- **TEXTO DO EXERCÍCIO**:
══════════

Em poucos meses, Jayadevi ingressou no curso intensivo de Biopsicologia, oferecido pela Didi Ananda Mitra, no interior de São Paulo. “Foi meu primeiro contato com o tantra e com Baba. Na volta para casa, uma semana depois, minhas amigas ficaram impressionadas como eu estava diferente”, ela recorda. Algum tempo depois, já atuava oferecendo alguns cursos e a prática do dharmachakra na Paraíba. Em seguida, orientou o conteúdo de anatomia na formação de instrutores de yoga.

Em paralelo, conheceu no método Feldenkrais uma forma de abordar a anatomia vivencial de forma prática, usando a consciência corporal. O método é conhecido pelas inusitadas estratégias e por seus movimentos gentis para melhorar postura, flexibilidade, coordenação e equilíbrio. Ao juntá-lo com o Tantra, Jayadevi diz ter chegado “na fórmula que uniu meu trabalho profissional ao espiritual”.

 

Ame-o ou deixe-o

Quando ainda começava a mergulhar na filosofia de Ananda Marga, como frequentadora do Instituto Visão Futuro, um novo desafio se apresentou: tornar-se vegetariana. Morando no nordeste, cresceu em meio a uma forte tradição de comer frutos do mar em casa, na praia. Foi brusco: ou tornar-se vegetariana ou não poder ser facilitadora de tantra yoga. “Eu não me enxergava em outro caminho, então passei 2 anos dizendo: só por hoje não como carne”. E lá se vão 15 anos.

Mas as provações não pararam por aí. No encontro com uma didi tailandesa, de passagem pelo Brasil, Jayadevi abriu-se novamente para suas inquietações. “Meu mestre é Jesus, então está muito estranho dizer que é Baba”, contou à monja. “Ela não deu cabimento, como se diz aqui no Nordeste. Ao invés disso, me passou uma lição, eu fiquei meditando, fui me envolvendo, sentindo uma única energia, a Consciência Suprema, e então me lancei. O questionamento foi embora”, ela nos conta.

Para Jayadevi, essa vivência foi um divisor de águas e lhe trouxe quietude. Ela até podia voar para outros lugares espirituais e terapêuticos, mas tinha encontrado um chão, um lugar de pouso. “Eu estava livre pra viver outras experiências, afinal a energia cósmica é uma só, mas a linha mestra é o tantra e minha relação com Baba é o caminho”.

══════════

- **ATIVIDADES**:
A – Responda com base no texto sobre Jayadevi:
(i) Quem oferecia o curso intensivo de Biopsicologia?
(ii) Durante quantos anos ela repetiu "só por hoje não como carne"?
(iii) Quem Jayadevi disse à didi tailandesa ser o seu mestre?
B – Prossiga o texto sobre Jayadevi a partir da última frase apresentada.
Não é preciso consultar os registros.

Dados anotados de localização em fotos
══════════

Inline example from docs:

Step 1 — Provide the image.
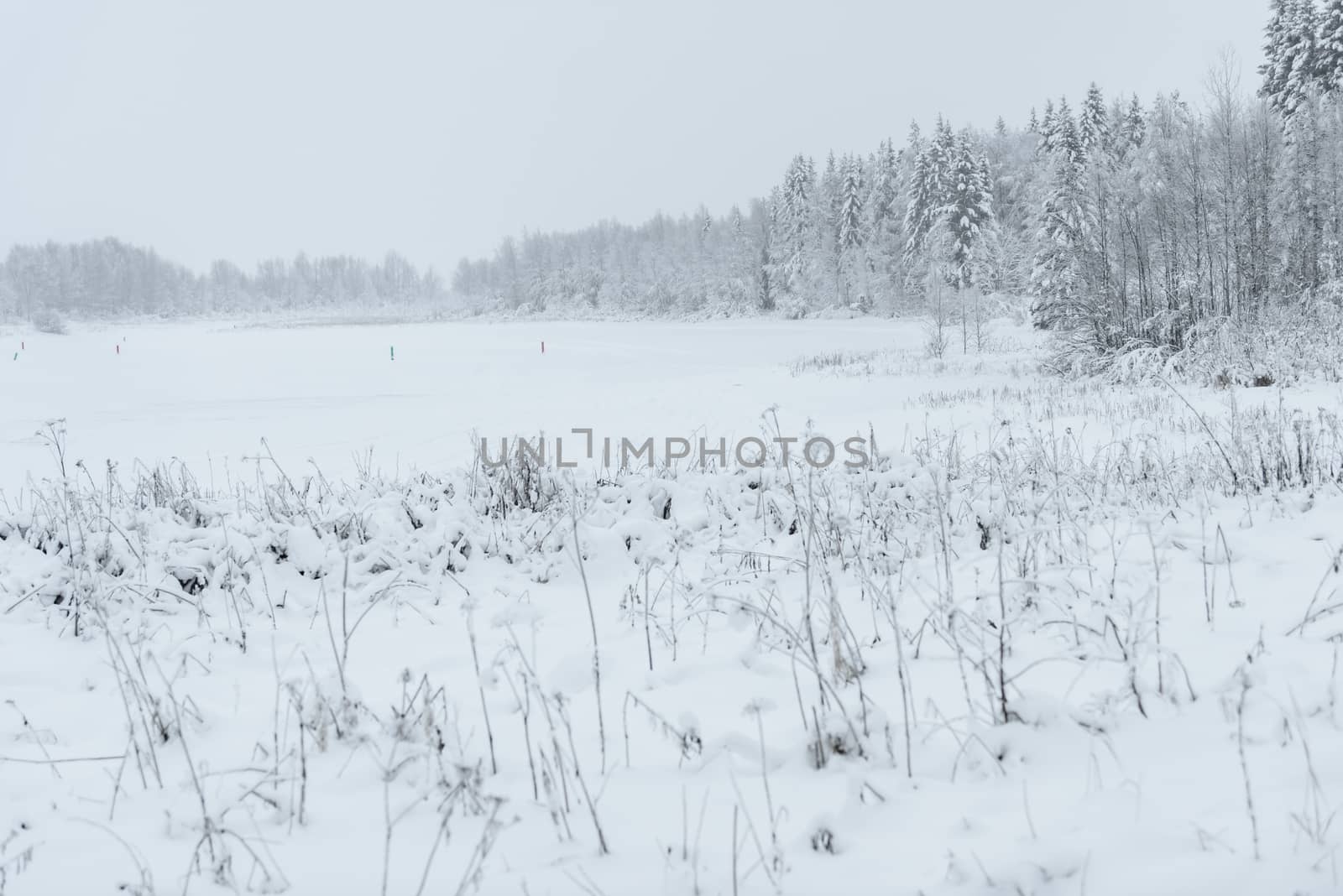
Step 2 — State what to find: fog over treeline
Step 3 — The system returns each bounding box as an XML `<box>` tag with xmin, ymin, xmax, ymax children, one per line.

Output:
<box><xmin>8</xmin><ymin>0</ymin><xmax>1343</xmax><ymax>359</ymax></box>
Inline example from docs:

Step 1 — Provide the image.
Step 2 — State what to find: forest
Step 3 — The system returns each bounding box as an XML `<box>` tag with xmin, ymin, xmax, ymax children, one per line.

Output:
<box><xmin>8</xmin><ymin>0</ymin><xmax>1343</xmax><ymax>364</ymax></box>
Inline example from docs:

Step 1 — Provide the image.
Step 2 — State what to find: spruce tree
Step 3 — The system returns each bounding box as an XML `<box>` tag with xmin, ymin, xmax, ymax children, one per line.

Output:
<box><xmin>1314</xmin><ymin>0</ymin><xmax>1343</xmax><ymax>96</ymax></box>
<box><xmin>1077</xmin><ymin>82</ymin><xmax>1110</xmax><ymax>159</ymax></box>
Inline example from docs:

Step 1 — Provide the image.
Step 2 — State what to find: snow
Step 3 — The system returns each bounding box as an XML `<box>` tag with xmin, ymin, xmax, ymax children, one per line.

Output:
<box><xmin>0</xmin><ymin>320</ymin><xmax>1343</xmax><ymax>896</ymax></box>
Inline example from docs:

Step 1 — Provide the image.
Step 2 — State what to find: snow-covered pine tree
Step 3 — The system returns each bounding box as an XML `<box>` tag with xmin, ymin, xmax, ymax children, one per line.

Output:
<box><xmin>943</xmin><ymin>130</ymin><xmax>994</xmax><ymax>289</ymax></box>
<box><xmin>1077</xmin><ymin>82</ymin><xmax>1110</xmax><ymax>161</ymax></box>
<box><xmin>1314</xmin><ymin>0</ymin><xmax>1343</xmax><ymax>96</ymax></box>
<box><xmin>1039</xmin><ymin>99</ymin><xmax>1057</xmax><ymax>153</ymax></box>
<box><xmin>1124</xmin><ymin>94</ymin><xmax>1147</xmax><ymax>148</ymax></box>
<box><xmin>1260</xmin><ymin>0</ymin><xmax>1323</xmax><ymax>121</ymax></box>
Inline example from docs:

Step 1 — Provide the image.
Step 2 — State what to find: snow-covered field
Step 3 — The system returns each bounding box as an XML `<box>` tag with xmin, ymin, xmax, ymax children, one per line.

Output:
<box><xmin>0</xmin><ymin>322</ymin><xmax>1343</xmax><ymax>896</ymax></box>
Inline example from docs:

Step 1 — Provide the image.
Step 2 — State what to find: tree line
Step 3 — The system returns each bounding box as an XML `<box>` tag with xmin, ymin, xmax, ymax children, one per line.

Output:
<box><xmin>8</xmin><ymin>0</ymin><xmax>1343</xmax><ymax>364</ymax></box>
<box><xmin>0</xmin><ymin>239</ymin><xmax>447</xmax><ymax>320</ymax></box>
<box><xmin>452</xmin><ymin>0</ymin><xmax>1343</xmax><ymax>350</ymax></box>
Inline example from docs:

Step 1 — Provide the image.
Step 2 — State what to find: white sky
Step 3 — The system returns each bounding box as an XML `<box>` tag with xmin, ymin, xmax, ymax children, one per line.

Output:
<box><xmin>0</xmin><ymin>0</ymin><xmax>1267</xmax><ymax>273</ymax></box>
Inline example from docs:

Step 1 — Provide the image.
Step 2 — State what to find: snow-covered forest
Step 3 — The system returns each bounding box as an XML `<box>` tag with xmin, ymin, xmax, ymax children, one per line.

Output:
<box><xmin>8</xmin><ymin>0</ymin><xmax>1343</xmax><ymax>364</ymax></box>
<box><xmin>0</xmin><ymin>239</ymin><xmax>443</xmax><ymax>320</ymax></box>
<box><xmin>452</xmin><ymin>0</ymin><xmax>1343</xmax><ymax>349</ymax></box>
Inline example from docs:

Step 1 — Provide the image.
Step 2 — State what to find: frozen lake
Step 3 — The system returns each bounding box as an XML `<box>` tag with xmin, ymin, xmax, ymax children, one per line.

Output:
<box><xmin>0</xmin><ymin>320</ymin><xmax>1010</xmax><ymax>490</ymax></box>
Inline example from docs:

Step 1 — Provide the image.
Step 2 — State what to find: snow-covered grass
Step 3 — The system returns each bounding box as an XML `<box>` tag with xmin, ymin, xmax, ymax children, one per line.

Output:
<box><xmin>0</xmin><ymin>317</ymin><xmax>1343</xmax><ymax>896</ymax></box>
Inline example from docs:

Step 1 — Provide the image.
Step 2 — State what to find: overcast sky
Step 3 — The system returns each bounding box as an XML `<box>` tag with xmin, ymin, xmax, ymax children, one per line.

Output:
<box><xmin>0</xmin><ymin>0</ymin><xmax>1267</xmax><ymax>273</ymax></box>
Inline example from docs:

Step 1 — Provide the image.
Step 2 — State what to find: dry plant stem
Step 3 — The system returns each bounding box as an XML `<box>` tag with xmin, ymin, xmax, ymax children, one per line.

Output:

══════════

- **SUAS RESPOSTAS**:
A –
(i) A Didi Ananda Mitra.
(ii) Durante 2 anos.
(iii) Jesus.

B –
Vontade de autonomia

Num dado momento da sua jornada, Jayadevi sentiu necessidade de expandir a autonomia criativa em seu ofício e alinhar-se cada vez mais com Yama e Nyama, princípios da yoga de harmonia com os outros e consigo mesma. Foi quando se desligou dos trabalhos que desenvolvia no Visão Futuro. Acabou encontrando um novo pouso e uma satsanga no curso que já vinha desenvolvendo, a convite de Dada Vishuarupananada, o monge e professor universitário Peter Sage: a formação em Yogaterapia, em Japaratinga, Alagoas (leia a matéria sobre o curso aqui). Junto com outros profissionais, criou-se um coletivo de trabalho, uma egrégora espiritual que se nutre e se retroalimenta.

Jayadevi também criou, em parceria com Susmita (Silvia Fuller), uma irmã espiritual e atriz, o programa online Meditar é possível, que, por meio das lições do método Feldenkrais, prepara o corpo e a atenção do aspirante para a prática meditativa. “A maioria das pessoas medita menos do que gostaria porque o corpo se incomoda, sente dor. As lições são uma meditação em movimento, com foco no mantra, na respiração, na ideação do amor cósmico e na manifestação divina em tudo. Quando termina, a pessoa está em um estado mental diferenciado, e o corpo organizado para o movimento e para a pausa”, ela explica.

Hoje seu pracar, que tem alcançado centenas de pessoas no Brasil, é fruto do uso de sua sabedoria de maneira autônoma. “Quando a gente cai, imediatamente quer procurar uma referência externa, um modelo, uma organização”. Mas seu grande desafio foi justamente aprender a não mais fazer seu trabalho como resposta à demanda de uma organização. “É minha convicção interna oferecer meu serviço e facilitar que outras pessoas vivam uma experiência que transcende o ordinário pelo corpo e pela saúde, tendo o Tantra Yoga e a filosofia da Ananda Marga como esteio”.